Task directions:
Can you retype only the lines from the one with "Check that every instance of the textured" through the final line of the material, exactly as given?

BEGIN Extracted data

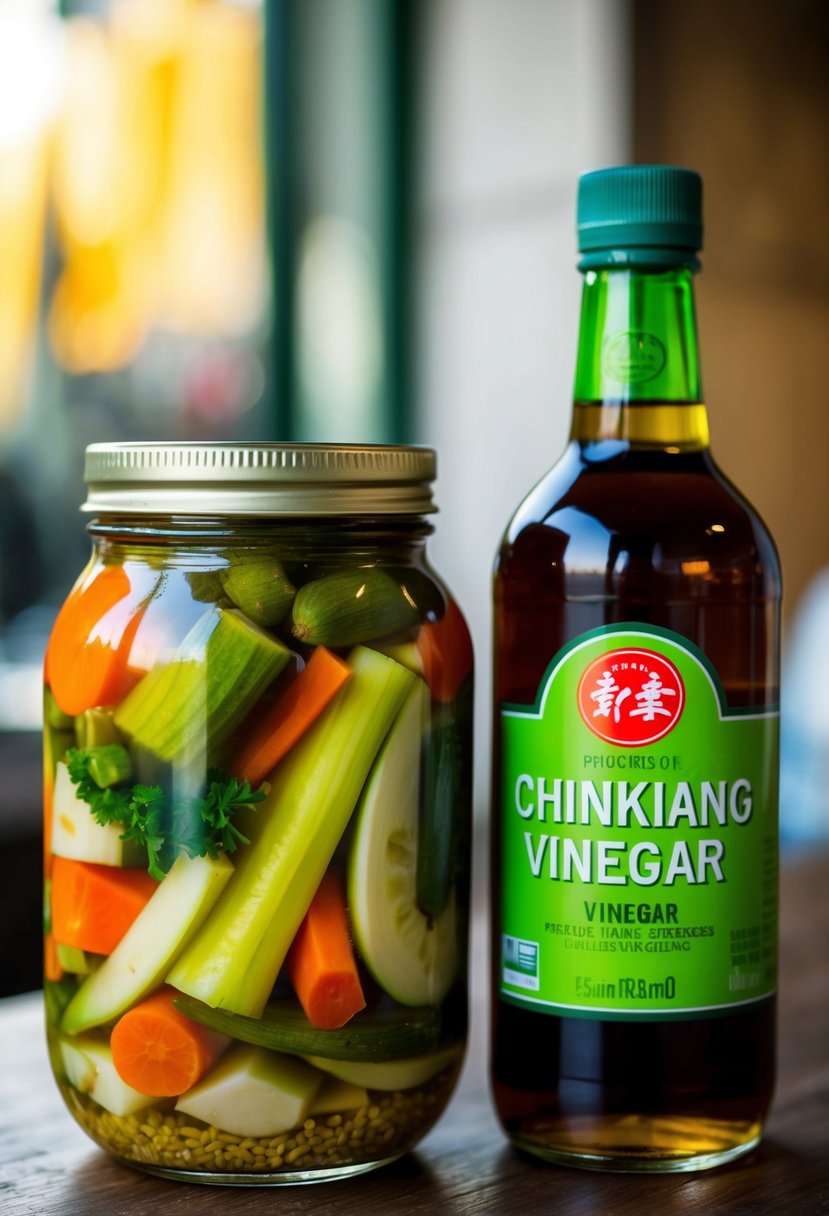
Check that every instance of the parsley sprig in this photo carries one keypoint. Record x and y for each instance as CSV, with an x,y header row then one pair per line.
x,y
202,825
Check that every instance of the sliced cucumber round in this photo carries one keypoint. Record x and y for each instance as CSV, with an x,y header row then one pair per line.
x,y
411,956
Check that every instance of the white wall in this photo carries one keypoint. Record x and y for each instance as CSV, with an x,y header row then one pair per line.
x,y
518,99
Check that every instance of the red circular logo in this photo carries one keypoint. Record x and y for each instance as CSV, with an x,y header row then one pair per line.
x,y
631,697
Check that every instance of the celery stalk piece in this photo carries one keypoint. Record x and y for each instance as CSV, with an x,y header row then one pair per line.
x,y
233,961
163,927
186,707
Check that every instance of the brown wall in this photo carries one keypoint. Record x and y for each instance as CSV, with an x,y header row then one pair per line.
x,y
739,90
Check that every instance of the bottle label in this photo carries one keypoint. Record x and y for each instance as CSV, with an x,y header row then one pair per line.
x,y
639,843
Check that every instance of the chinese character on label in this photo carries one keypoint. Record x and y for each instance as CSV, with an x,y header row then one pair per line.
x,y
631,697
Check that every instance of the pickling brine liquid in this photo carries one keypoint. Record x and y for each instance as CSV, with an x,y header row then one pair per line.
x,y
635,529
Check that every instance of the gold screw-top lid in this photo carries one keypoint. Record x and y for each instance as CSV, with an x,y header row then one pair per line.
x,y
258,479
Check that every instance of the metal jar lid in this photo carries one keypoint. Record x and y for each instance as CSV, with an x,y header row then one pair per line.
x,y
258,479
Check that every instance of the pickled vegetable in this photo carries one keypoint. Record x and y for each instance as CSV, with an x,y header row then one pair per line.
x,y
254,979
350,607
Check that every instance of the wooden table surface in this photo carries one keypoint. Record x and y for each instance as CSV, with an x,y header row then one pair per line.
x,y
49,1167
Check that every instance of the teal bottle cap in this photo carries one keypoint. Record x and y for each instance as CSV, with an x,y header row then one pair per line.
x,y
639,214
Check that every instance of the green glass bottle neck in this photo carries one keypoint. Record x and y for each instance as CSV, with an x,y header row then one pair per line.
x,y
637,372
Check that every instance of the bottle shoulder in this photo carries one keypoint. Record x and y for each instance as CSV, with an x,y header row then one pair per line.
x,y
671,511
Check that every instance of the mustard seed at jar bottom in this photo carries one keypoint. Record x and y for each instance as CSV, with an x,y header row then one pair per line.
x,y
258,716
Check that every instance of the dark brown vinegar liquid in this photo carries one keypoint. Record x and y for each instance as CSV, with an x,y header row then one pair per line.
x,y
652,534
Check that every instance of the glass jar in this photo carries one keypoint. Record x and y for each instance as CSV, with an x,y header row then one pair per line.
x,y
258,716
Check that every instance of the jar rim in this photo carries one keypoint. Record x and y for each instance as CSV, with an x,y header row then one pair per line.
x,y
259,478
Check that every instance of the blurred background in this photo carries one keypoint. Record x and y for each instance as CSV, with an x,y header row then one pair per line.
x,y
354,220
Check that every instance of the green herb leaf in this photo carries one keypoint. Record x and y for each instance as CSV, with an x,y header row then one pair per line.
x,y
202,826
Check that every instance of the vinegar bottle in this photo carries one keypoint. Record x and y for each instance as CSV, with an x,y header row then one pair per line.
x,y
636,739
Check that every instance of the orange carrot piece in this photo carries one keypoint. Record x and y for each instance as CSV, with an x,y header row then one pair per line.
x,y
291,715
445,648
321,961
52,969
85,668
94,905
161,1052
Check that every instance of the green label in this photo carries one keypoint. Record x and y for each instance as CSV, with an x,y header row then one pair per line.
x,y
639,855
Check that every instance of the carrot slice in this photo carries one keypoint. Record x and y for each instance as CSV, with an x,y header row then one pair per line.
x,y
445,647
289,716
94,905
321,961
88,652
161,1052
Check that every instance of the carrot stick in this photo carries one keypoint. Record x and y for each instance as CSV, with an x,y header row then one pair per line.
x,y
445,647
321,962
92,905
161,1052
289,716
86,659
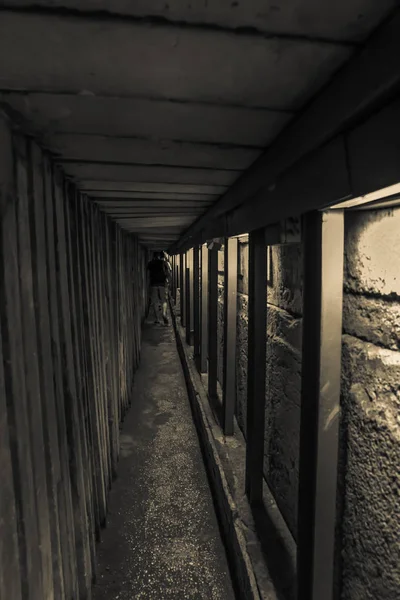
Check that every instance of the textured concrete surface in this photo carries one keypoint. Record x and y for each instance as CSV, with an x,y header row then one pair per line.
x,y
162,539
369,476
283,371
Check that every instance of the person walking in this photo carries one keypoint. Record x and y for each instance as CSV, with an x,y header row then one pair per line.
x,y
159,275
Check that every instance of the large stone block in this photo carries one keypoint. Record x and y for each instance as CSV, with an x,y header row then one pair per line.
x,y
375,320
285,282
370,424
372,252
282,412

END Extracted data

Exercise result:
Check that every instance of the textured concrete surface in this photo carries one keypoint. Record x and y for each instance as CSV, with an x,y header row then one pair per line.
x,y
162,539
369,476
283,371
Check that every instance of the person walking in this photo carries one keypoint. Record x and y for each instance as CSV, with an x,y header row then one pair per line.
x,y
159,275
Check that every instance of the large stone block in this photo carries one keypoint. Record x and y for each instance as CSV, with an x,y header row then one pair per line.
x,y
375,320
285,282
370,424
372,252
282,412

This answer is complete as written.